═══ Data shown ═══

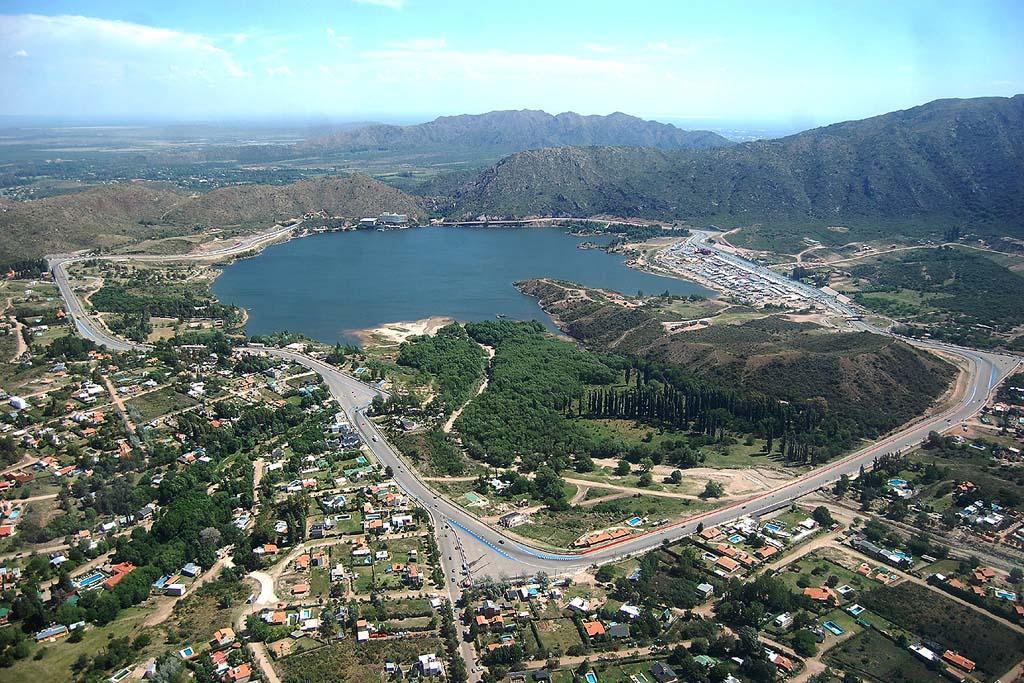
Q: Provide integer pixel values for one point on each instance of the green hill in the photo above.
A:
(875, 382)
(117, 214)
(958, 160)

═══

# Your goal:
Without including any pictures, output each entry above exactly as it appears.

# Result of the exercise:
Q: Provide integer pixel values for one point on each instance of the green hill in the photo above.
A:
(875, 382)
(117, 214)
(958, 160)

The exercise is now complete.